■ **Selected excerpt**:
# First 400 completed.



## Nebulous (28 Apr 2019)

I've just completed my first 400. The Auld Alliance. 9pm start. There's something appealing and slightly scary about riding on quiet country roads, through trees in the dark, concentrating on this tiny patch of light in front of you. 

4 punctures, all front, so clearly an issue there. Lost 2 hours in Forfar waiting for the bike shop to open. Used the time to have a large cooked breakfast in a cafe across from the shop.

Less is more in Audax terms it appears. My Garmin broke again. They really don't like prolonged heavy rain. Speaking to some people with a lot more experience than me, they all use a Garmin Etrex, rather than a bike specific one.


----------



## Jimidh (28 Apr 2019)

Great effort but 2 hours spent in Forfar must have been the hardest part to endure!


----------



## jongooligan (3 May 2019)

+1 for the etrex 30. Mine is loaded with OS maps and they can clutter the display but it is the most reliable gps device I've tried.


----------



## Ajax Bay (12 May 2019)

Well done, but you can't be having punctures like that (ie not 'I doubt it' but 'you must sort that out').
Several fronts: decent tyres (properly inflated if punctures were snakebites), find cause of puncture and remove, carry more tubes, carry self adhesive patches, even carry patches and glue, carry spare tyre and if puncturing, use that immediately and find the problem in the original tyre at the next (in warmth and light) control/stop. A bike shop, even if you can wait hours, may not be there/open next time.

■ **Entries provided**:
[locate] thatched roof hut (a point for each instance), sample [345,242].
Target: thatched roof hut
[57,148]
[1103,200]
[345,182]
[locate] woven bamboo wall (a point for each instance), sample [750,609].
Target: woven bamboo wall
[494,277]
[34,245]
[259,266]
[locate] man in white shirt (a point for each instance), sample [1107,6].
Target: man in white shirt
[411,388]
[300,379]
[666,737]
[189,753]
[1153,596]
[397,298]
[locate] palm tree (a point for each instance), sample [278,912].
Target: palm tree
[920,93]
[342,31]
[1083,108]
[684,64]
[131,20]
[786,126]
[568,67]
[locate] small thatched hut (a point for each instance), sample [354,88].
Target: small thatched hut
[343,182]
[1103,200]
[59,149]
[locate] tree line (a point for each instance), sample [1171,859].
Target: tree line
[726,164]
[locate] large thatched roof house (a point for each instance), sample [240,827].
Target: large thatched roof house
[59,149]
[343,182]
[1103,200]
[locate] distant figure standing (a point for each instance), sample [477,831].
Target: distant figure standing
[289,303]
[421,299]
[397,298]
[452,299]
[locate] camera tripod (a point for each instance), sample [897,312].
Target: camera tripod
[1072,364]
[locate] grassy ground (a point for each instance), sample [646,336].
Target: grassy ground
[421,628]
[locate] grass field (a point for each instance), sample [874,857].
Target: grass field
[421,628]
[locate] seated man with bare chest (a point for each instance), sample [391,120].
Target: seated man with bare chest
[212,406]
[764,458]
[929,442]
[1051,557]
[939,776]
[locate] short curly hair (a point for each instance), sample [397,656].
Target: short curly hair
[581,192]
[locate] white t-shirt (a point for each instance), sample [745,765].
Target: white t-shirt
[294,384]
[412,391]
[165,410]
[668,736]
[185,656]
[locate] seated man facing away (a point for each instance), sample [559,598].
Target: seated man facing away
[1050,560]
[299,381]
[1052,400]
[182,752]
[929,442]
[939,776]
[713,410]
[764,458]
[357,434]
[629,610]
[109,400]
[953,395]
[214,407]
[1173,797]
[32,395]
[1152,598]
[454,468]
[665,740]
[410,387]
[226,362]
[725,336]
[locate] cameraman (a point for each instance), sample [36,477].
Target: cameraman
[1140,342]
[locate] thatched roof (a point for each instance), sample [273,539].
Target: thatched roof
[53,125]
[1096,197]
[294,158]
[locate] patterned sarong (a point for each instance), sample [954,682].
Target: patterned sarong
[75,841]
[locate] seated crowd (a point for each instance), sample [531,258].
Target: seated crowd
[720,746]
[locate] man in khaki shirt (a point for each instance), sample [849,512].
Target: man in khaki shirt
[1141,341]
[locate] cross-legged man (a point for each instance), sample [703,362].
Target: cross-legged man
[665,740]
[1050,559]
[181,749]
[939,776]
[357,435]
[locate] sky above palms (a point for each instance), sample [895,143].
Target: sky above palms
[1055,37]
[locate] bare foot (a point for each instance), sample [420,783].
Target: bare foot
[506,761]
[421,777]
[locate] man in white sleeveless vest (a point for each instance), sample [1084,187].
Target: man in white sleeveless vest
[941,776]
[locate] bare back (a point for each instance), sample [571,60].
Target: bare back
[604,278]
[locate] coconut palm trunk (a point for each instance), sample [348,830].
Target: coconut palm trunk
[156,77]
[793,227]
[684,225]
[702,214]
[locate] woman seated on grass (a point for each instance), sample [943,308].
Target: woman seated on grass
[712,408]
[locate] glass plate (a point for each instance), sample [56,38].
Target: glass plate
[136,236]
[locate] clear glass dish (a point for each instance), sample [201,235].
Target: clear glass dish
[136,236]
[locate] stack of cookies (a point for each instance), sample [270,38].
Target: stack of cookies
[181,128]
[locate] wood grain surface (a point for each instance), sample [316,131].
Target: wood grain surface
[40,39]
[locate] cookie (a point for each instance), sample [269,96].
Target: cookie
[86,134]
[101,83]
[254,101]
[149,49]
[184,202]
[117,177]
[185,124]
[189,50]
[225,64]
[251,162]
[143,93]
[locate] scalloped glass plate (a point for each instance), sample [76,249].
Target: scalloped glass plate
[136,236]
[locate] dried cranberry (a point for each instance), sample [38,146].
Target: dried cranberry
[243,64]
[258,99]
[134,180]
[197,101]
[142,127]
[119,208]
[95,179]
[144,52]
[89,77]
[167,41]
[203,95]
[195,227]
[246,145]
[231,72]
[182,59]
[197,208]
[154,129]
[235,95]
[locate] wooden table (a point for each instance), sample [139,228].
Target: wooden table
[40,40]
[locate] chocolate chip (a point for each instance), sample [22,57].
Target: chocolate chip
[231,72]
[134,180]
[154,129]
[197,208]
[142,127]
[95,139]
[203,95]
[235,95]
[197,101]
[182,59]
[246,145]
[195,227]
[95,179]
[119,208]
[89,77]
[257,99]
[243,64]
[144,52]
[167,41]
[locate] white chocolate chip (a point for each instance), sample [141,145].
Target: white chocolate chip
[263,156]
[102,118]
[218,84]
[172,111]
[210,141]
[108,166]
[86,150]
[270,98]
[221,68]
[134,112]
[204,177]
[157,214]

■ **Task instructions**:
a: Pull out the part of the forum thread from "Less is more" to "bike specific one.", word for word.
b: Rename "dried cranberry" to "raisin" in the records from the line with "[locate] scalloped glass" through the end of the records, leaving everything else unchanged. Give back only those lines.
The thread and the records were taken from unrelated places.

■ **Results for each task**:
a:
Less is more in Audax terms it appears. My Garmin broke again. They really don't like prolonged heavy rain. Speaking to some people with a lot more experience than me, they all use a Garmin Etrex, rather than a bike specific one.

b:
[locate] scalloped glass plate (a point for each instance), sample [76,249].
Target: scalloped glass plate
[136,236]
[locate] raisin (a point for each instance), sample [38,146].
Target: raisin
[243,64]
[258,99]
[134,180]
[197,101]
[142,127]
[119,208]
[95,179]
[144,52]
[89,77]
[167,41]
[203,95]
[195,227]
[246,145]
[231,72]
[182,59]
[197,208]
[154,129]
[235,95]
[locate] wooden table (a point for each instance), sample [139,228].
Target: wooden table
[40,40]
[locate] chocolate chip (a point for each instance), sample [22,57].
Target: chocolate chip
[231,72]
[134,180]
[154,129]
[197,208]
[142,127]
[95,139]
[203,95]
[235,95]
[197,101]
[182,59]
[246,145]
[195,227]
[95,179]
[119,208]
[89,77]
[257,99]
[243,64]
[144,52]
[167,41]
[locate] white chocolate chip (a point for each instance), sample [141,145].
Target: white chocolate chip
[263,156]
[102,118]
[218,84]
[172,111]
[210,141]
[108,166]
[86,150]
[270,98]
[221,68]
[134,112]
[204,177]
[157,214]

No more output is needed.